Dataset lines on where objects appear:
***

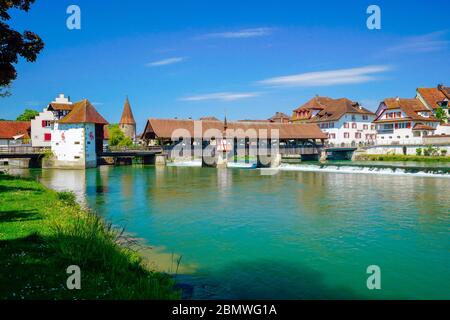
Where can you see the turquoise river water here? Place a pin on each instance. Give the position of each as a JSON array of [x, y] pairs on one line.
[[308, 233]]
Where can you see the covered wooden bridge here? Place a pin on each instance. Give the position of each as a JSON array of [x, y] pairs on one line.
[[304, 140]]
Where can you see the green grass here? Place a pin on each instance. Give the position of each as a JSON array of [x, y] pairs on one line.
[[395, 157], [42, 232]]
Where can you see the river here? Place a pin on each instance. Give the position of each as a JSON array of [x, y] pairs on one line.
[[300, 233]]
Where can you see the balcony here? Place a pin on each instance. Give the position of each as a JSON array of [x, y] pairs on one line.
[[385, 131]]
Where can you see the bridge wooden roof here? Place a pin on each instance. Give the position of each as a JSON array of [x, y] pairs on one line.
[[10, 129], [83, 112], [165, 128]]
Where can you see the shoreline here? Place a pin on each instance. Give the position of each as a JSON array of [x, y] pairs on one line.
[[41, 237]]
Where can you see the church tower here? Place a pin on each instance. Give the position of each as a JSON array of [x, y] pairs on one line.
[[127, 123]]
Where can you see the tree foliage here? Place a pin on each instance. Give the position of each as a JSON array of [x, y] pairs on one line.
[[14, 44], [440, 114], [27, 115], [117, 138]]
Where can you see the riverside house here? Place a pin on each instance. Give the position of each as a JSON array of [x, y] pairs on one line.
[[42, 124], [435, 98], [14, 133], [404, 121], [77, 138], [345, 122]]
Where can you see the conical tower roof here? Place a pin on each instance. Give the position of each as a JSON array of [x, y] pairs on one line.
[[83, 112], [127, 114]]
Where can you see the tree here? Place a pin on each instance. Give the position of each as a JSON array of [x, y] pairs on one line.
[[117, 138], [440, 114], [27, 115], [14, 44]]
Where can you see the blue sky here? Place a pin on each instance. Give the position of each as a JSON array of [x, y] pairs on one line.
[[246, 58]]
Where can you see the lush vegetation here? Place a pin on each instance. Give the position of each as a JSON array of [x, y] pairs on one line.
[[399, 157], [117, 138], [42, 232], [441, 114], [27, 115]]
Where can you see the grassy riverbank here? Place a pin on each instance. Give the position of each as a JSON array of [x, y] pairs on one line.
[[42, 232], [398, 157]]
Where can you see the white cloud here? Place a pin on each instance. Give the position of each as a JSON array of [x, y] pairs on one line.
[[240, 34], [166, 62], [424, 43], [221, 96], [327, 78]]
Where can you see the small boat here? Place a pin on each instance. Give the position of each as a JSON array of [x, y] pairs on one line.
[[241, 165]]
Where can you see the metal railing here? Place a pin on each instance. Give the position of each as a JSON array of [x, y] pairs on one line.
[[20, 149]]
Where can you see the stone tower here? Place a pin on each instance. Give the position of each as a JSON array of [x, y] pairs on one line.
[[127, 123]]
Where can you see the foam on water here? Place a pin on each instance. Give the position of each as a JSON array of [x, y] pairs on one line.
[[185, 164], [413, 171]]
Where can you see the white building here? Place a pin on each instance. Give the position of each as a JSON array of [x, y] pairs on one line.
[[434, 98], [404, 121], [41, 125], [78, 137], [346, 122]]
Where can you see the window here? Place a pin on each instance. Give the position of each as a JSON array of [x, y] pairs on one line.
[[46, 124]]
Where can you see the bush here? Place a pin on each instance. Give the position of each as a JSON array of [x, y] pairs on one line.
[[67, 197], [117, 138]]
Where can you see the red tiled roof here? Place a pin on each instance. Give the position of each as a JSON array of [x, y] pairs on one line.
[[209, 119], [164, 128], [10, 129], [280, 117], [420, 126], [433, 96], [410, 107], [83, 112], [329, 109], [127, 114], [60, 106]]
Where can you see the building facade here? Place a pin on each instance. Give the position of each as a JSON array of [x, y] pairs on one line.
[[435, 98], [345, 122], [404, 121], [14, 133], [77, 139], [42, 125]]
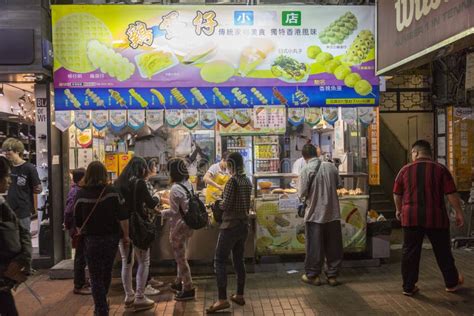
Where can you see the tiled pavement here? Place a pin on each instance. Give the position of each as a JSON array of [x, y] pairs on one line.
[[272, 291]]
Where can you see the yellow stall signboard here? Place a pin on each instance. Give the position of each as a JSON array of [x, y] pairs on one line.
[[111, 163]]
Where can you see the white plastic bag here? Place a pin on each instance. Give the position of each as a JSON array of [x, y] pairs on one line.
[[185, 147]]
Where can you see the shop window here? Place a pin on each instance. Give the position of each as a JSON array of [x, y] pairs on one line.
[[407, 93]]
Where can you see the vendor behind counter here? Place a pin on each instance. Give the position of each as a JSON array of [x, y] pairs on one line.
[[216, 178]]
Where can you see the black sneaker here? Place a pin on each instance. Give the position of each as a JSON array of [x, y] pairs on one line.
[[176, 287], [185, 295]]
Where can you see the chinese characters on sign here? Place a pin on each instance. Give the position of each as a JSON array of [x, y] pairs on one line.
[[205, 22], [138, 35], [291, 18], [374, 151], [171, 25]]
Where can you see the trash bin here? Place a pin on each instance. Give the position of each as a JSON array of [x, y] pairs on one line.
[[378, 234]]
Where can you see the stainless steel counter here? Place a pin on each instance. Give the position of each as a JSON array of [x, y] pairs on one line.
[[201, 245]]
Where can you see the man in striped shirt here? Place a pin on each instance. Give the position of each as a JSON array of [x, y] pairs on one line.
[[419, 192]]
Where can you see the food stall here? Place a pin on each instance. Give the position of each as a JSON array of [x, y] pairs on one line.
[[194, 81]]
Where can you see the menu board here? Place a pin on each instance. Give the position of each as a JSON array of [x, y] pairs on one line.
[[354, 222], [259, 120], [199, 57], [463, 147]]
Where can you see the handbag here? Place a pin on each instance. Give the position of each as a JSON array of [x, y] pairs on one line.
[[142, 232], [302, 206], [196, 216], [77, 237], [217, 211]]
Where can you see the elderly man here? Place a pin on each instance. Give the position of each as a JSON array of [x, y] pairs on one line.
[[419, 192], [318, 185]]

***

## DESCRIPTION OF THE TASK
Turn the lines above into a two-column CSV with the headers "prompt" and "points". Give one row for each line that asks where something is, with its wording under "prompt" and its answer under "points". Wrap each field in double quotes, replace any line breaks with spaces, and leave out the pictures.

## CORRECT RESPONSE
prompt,points
"Where can you see the turquoise river water here? Place a pin on each instance. Give the position of each as a JSON array of [x, y] pairs on one line.","[[308, 233]]"
"Where can you see the covered wooden bridge here? Place a pin on each instance. Give the position of each as a JSON array of [x, y] pairs on one line.","[[304, 140]]"
"Where can you see the green grass here? Place a pin on each instance. Give the position of each as a JSON array of [x, y] pairs on one line.","[[395, 157], [42, 232]]"
"Where can you see the river here? Place a pin on each instance. Give the position of each as a JSON array of [x, y] pairs on one line.","[[300, 233]]"
"Where can you see the balcony here? Place a pin on each instance. Give the position of each as a JSON array of [x, y] pairs on one line.","[[385, 131]]"
"Where can you see the bridge wooden roof here? Place a pin on each instance. Give the position of each as a JSON array of [x, y] pairs on one line.","[[10, 129], [83, 112], [165, 128]]"
"Where can you see the shoreline here? Place a pin on each instance. Give the position of each as a JSON array of [x, y] pairs on one line.","[[41, 237]]"
"Where can you see the church tower here? Place a pin on each instance. Give the position of each as a JSON array of [x, y] pairs on one line.","[[127, 123]]"
"Where can you see the tree foliage here? Place a pin on each instance. Give the position of each as a JSON array of [x, y] pairs on one line.","[[14, 44], [440, 114], [27, 115], [117, 138]]"
"Where can you see the riverside house here? Place a pin on each instance. Give the position of each as a JSON array of [x, y] pairs on one line.","[[42, 124], [435, 98], [14, 133], [404, 121], [77, 138], [345, 122]]"
"Where can you see the conical tower roof here? Place a pin on each instance. Give the position of each as a JSON array of [x, y] pairs on one line.","[[83, 112], [127, 114]]"
"Where can you see the tree here? Place a pin on each instance. Give the position of each as a JSON array of [x, y] pairs on one line.","[[117, 138], [440, 114], [27, 115], [14, 44]]"
"Where can you see the blue sky here? Place a pin on each instance. Give the position of each as a JSON array of [x, y] pairs on one line.","[[246, 58]]"
"Where can you see the lush vegetation here? Place a pin on each instance. Give the position of each as a JSON array of [x, y] pairs on one line.","[[399, 157], [117, 138], [42, 232], [441, 114], [27, 115]]"
"Where can you see the grassy riverbank here? Place a pin on each instance. Give the position of each as a JSON array of [x, y] pairs on one line.","[[42, 232], [398, 157]]"
"Where can you see the white cloud here? Place a pin on each instance. Give the position of each as a JSON array of [x, y] pairs on one line.","[[240, 34], [166, 62], [424, 43], [221, 96], [327, 78]]"
"Where can you see the small boat here? Place a pin on each instance. Give the position of each as a JSON array of [x, y] pairs on one line.","[[241, 165]]"
"Where can you see the metal railing here? Place a pin on each instance. Give the position of each as a JSON array of [x, y] pairs on one line.","[[20, 149]]"
"Where can you see the stone tower here? Place a pin on each instance. Give the position of each as a JSON array of [x, y] pairs on one line.","[[127, 123]]"
"Where can you see the foam on water here? Place a pin on each instance. Give the position of each as a JSON array of [x, y] pairs on one line.","[[185, 164], [413, 171]]"
"Where can you see the white building here? Place a pin on each instance. Give the position of each as a JSON array of [x, y] pairs on one line.","[[434, 98], [404, 121], [41, 125], [78, 137], [346, 122]]"
"Where can you see the window here? Place a pin on each instance. Give the position of each as a JSON array of [x, y] pairs on one line.","[[46, 124]]"
"Where can you see the bush here? Place a pin on each instance. Give the position of each as a JSON array of [x, y] pairs on one line.","[[67, 197], [117, 138]]"
"Where can you see the red tiled roof here? Place a pin on each instance. Give the position of each as a JSON array of [x, y] pairs on one line.","[[209, 119], [164, 128], [10, 129], [280, 117], [420, 126], [433, 96], [410, 107], [83, 112], [329, 109], [127, 114], [60, 106]]"
"Where can you see the building facade here? Place a pin on each instance. Give the position of each as a JSON array of [x, y] pairs on one line.","[[435, 98], [345, 122], [404, 121], [14, 133], [77, 139], [42, 125]]"
"Where can you see the tiled pavement here? Place a pin on each instance. Give the position of each as a JSON array of [x, y] pairs on one line.","[[272, 291]]"
"Where can you see the yellow stall signboard here? Place a pin on each instance. Give the position of each as a JSON array of [x, y] pairs on one line.","[[111, 163]]"
"Where can you see the white plastic bag here? Place a pin on each instance. Give the position of each as a JSON array of [x, y] pairs on one line.","[[185, 147]]"
"Where can you see the shop window here? Place a pin on each instance. Give the position of each as a JSON array of [x, y] pairs on one line.","[[407, 93]]"
"Where can you see the vendor behind counter here? Place a pin on each instance. Give the position of each as a JSON array of [x, y] pairs on one line.","[[216, 178]]"
"Where can you see the black sneaker here? Place a pin on each instance. Give the position of each as a JSON array of [x, y] pairs on one line.","[[176, 287], [185, 295]]"
"Where can you see the chinese characters on sign here? Place a pin on each instance. Give the position of each as a JSON array of [x, y] pairs on one line.","[[205, 22], [138, 35], [291, 18], [374, 151], [171, 25]]"
"Where can you see the trash bin here? Place a pin on each instance. Give the position of each as a JSON array of [x, y] pairs on one line.","[[378, 234]]"
"Where can you see the stainless steel counter here? Place a pin on each instance. Give the position of each as a JSON array of [x, y] pairs on one line.","[[201, 245]]"
"Where can you see the man in striped shirt here? Place a pin on each instance. Give the position of each as a JSON array of [x, y] pairs on one line.","[[419, 192]]"
"Where can you see the food stall here? Place a pin on each instance. Give the position of each as a JSON array of [x, y] pairs on one line.","[[194, 81]]"
"Where can you see the menu board here? Place a pin on each instance. Give the position of each as a JSON array of [x, y] pairs on one line.","[[354, 222], [259, 120], [199, 57], [463, 147]]"
"Where can you see the handbag here? Place a pin on each instance. Give the position of each as a JSON array of [x, y] pairs on one line.","[[142, 232], [302, 206], [196, 216], [77, 237], [217, 211]]"
"Where can you see the elderly man here? Place a pin on each instance. Give the position of each as a JSON array of [x, y] pairs on one line.","[[419, 192], [318, 185]]"